» EXERCISE DESCRIPTION
An exact reproduction of the lines from the one with "point: traffic sign" to the end of the data below is required. No other lines may be included.

#### DATA SUPPLIED ####

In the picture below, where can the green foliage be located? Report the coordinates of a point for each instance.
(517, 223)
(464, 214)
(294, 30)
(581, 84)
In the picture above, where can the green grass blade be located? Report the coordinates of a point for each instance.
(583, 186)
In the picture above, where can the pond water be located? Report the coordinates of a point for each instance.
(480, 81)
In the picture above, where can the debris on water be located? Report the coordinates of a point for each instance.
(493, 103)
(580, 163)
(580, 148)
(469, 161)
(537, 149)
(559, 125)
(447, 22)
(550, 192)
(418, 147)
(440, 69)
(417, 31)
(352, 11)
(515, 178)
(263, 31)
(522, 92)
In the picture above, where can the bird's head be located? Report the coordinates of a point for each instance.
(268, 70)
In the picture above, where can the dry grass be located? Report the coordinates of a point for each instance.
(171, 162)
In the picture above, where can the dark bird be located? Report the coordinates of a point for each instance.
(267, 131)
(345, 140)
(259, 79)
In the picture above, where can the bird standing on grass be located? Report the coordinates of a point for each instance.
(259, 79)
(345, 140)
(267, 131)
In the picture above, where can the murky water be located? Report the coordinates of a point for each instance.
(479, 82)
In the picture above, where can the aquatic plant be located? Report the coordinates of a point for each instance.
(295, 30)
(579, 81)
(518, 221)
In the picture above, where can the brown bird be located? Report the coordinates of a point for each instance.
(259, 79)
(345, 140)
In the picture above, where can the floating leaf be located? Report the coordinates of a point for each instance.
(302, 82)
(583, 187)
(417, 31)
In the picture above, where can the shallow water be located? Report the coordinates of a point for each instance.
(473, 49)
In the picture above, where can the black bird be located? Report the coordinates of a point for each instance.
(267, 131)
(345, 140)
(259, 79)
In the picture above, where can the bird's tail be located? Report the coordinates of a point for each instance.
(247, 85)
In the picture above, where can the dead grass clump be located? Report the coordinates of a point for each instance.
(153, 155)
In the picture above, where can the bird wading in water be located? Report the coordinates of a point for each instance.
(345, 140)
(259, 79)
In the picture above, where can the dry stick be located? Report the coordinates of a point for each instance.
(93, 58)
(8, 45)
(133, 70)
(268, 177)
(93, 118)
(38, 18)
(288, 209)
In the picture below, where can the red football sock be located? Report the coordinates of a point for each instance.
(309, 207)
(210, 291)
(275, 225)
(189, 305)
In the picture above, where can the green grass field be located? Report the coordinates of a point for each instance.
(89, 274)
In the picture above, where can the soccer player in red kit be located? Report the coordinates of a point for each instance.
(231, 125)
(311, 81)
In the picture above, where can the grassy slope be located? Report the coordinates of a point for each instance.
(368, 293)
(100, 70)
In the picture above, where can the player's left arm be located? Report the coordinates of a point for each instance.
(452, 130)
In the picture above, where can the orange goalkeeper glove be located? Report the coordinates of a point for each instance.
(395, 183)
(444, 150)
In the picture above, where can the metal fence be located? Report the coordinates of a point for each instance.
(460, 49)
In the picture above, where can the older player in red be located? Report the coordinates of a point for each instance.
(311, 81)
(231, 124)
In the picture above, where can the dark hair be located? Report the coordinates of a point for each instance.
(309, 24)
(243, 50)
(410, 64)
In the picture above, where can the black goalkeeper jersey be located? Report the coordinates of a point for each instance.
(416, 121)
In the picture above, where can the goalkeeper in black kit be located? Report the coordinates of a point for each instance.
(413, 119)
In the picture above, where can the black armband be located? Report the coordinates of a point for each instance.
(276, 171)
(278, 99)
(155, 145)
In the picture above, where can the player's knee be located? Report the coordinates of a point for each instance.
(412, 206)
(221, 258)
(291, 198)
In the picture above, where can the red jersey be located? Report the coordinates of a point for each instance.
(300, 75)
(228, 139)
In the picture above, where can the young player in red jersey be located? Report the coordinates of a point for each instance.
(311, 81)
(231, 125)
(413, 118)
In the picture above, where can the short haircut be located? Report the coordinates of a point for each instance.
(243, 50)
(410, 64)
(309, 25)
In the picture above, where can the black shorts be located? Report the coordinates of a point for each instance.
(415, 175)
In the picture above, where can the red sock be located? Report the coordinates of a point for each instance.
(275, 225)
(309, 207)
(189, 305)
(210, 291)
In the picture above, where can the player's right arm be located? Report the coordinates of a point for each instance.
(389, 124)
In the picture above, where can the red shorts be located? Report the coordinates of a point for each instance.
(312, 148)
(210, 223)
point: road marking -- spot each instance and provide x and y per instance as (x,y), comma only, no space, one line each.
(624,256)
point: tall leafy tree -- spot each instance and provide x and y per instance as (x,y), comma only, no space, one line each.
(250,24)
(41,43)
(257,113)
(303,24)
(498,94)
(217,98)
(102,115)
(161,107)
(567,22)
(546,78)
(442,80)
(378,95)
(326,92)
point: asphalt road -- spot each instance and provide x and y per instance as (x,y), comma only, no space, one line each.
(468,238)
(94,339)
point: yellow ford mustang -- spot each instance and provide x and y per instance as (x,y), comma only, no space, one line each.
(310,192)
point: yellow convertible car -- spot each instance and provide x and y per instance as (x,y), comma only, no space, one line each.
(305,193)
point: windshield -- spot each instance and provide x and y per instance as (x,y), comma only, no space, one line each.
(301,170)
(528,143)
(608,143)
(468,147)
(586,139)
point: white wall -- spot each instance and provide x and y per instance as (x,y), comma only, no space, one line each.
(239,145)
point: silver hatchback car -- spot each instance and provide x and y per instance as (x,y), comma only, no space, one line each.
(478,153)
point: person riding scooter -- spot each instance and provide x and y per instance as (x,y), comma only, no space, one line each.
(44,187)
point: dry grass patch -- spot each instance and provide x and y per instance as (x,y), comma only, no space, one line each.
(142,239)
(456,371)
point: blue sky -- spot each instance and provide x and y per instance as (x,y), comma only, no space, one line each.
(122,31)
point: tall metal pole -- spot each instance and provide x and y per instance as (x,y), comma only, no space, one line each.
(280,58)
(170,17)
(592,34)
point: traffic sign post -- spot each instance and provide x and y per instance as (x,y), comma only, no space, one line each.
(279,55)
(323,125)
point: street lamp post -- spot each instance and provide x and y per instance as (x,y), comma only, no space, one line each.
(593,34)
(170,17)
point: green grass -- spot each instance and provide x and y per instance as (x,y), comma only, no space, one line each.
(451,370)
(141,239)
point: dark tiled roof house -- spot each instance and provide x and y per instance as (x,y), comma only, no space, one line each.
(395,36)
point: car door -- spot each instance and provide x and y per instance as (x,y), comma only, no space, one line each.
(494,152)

####

» ANSWER TO THE EXERCISE
point: traffic sign post -- spot each instance and provide x and y per instance as (x,y), comma only, no space, one line each.
(279,55)
(323,125)
point: street lamp post -- spot each instance and provide x and y per instance as (x,y), comma only, no space, one line each.
(593,34)
(170,17)
point: green grass -- spot each instance and provide x and y per instance as (x,y), comma only, no space, one line each.
(451,370)
(141,239)
point: dark tiled roof house -- spot each instance and provide x and y per instance as (x,y), comma only, no space, one line each.
(395,36)
point: car door -- spot each instance and provide x and y per instance as (x,y), comma only, no space, one line each.
(494,152)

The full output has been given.